Beginning with the line that mentions "Locate one point per instance of the bathtub", reproduce every line through the last line of the entries, exactly, and only those.

Material for this exercise:
Content starts
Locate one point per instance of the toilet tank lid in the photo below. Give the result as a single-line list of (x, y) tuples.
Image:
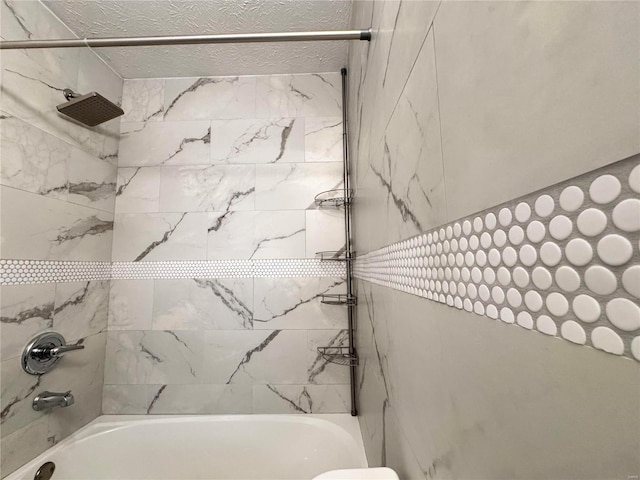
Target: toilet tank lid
[(381, 473)]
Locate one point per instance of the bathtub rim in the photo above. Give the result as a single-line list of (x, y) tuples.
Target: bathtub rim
[(107, 423)]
Content ends
Solution to the problem:
Locate one point per instance of the bathtub rim in the photo above. Give the result as a single-line list of (x, y) tuples.
Target: bathtub rim
[(107, 423)]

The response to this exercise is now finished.